__SOBRE A TAREFA__. Devolva, sem alterações, cada linha abaixo em que aparece a palavra "image".

__DADOS DE ENTRADA__.
..........

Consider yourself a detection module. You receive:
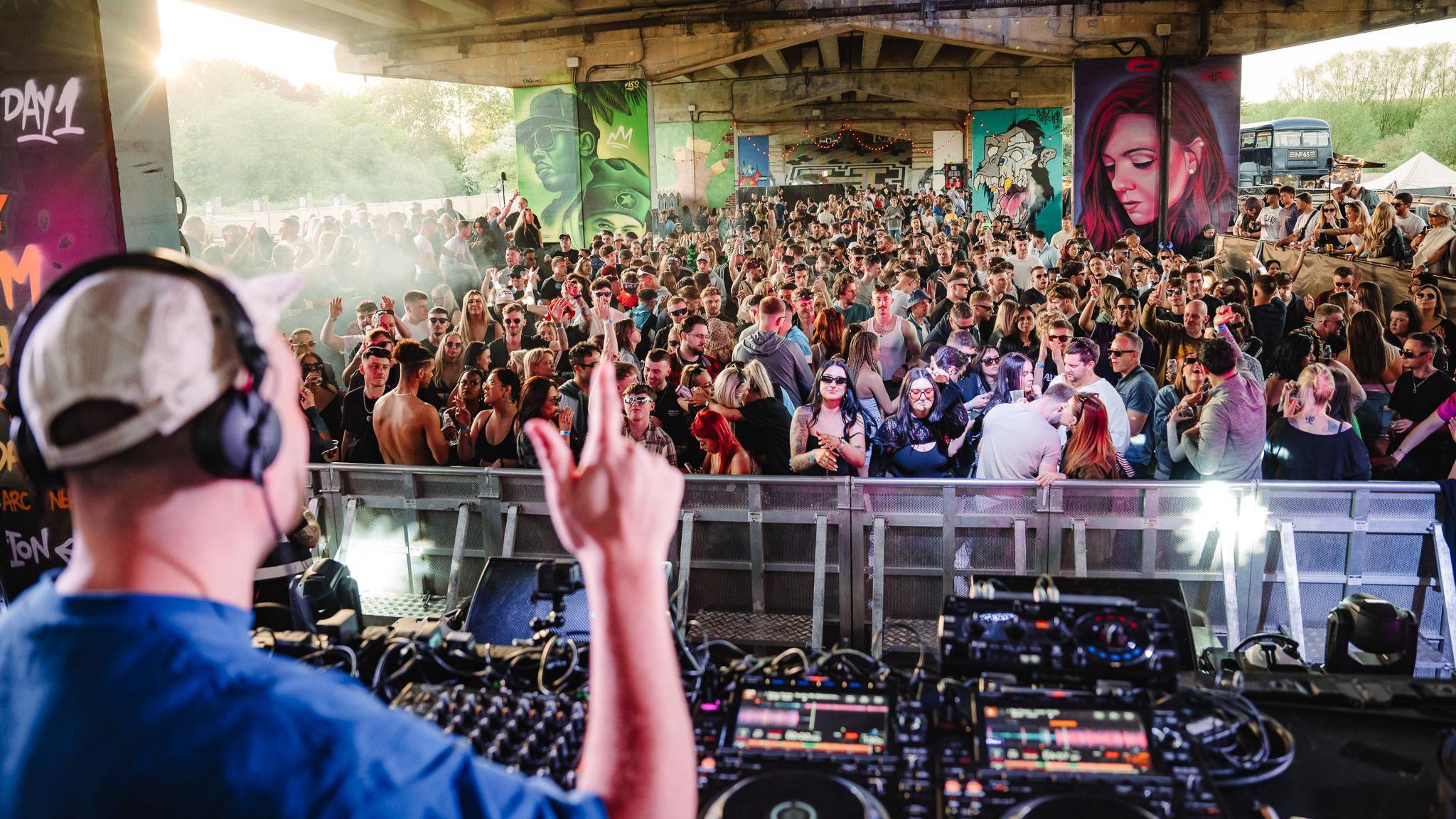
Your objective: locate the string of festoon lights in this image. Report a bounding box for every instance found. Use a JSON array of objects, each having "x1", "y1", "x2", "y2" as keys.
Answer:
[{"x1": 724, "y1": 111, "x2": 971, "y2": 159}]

..........

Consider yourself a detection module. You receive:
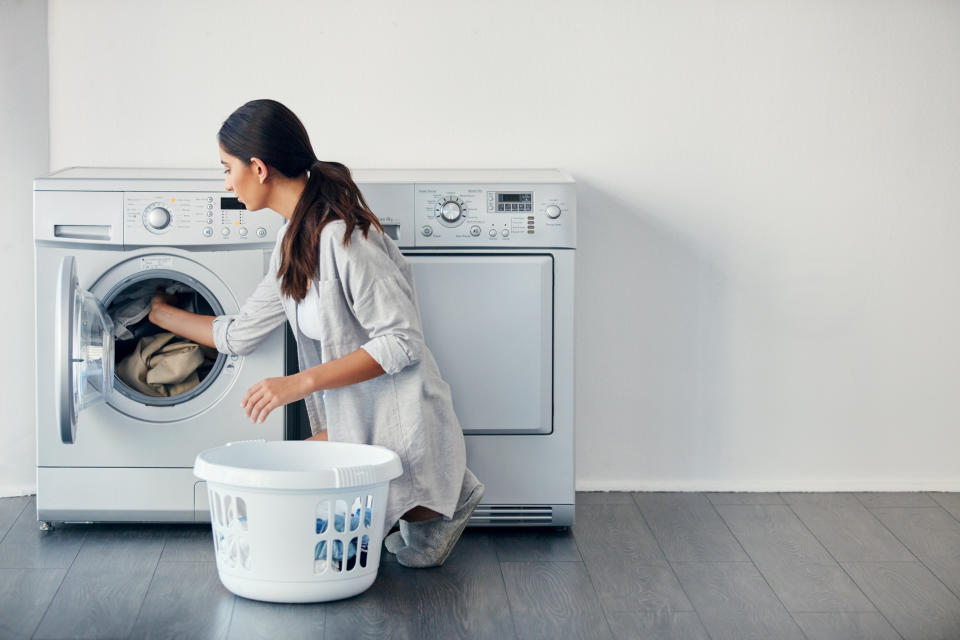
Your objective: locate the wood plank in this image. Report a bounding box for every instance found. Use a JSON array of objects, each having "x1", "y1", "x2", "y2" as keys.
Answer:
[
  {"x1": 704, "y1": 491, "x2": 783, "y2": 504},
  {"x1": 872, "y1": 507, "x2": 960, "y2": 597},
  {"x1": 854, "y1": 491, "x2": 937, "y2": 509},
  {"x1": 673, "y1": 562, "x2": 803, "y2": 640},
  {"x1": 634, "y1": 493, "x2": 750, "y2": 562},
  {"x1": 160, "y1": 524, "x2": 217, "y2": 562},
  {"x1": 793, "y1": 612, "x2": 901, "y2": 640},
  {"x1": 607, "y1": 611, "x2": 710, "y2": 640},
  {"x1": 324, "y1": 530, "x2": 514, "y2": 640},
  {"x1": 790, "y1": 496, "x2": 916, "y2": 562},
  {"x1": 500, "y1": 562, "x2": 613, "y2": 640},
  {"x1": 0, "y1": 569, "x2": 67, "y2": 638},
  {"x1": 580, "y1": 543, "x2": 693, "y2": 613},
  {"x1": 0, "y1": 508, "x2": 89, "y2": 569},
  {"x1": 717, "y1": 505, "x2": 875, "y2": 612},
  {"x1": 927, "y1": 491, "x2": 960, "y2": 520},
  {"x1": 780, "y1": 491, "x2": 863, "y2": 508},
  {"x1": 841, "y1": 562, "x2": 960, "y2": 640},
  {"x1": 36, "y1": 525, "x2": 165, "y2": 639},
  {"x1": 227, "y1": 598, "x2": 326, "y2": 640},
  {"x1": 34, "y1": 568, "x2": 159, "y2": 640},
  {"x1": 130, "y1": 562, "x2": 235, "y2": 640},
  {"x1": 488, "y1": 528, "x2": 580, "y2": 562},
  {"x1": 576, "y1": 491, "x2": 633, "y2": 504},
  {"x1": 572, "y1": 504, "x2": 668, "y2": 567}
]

..........

__RESPOSTA COMPLETA__.
Your objective: locate the string of festoon lights in this image. Report a bounding box for every instance found. Use a JSON array of objects, each having "x1", "y1", "x2", "y2" as keys.
Your objective: locate the wood plank in this image. Report a bounding box for every instance found. Use a JSON array of objects, each having "x1", "y1", "x2", "y2" as keys.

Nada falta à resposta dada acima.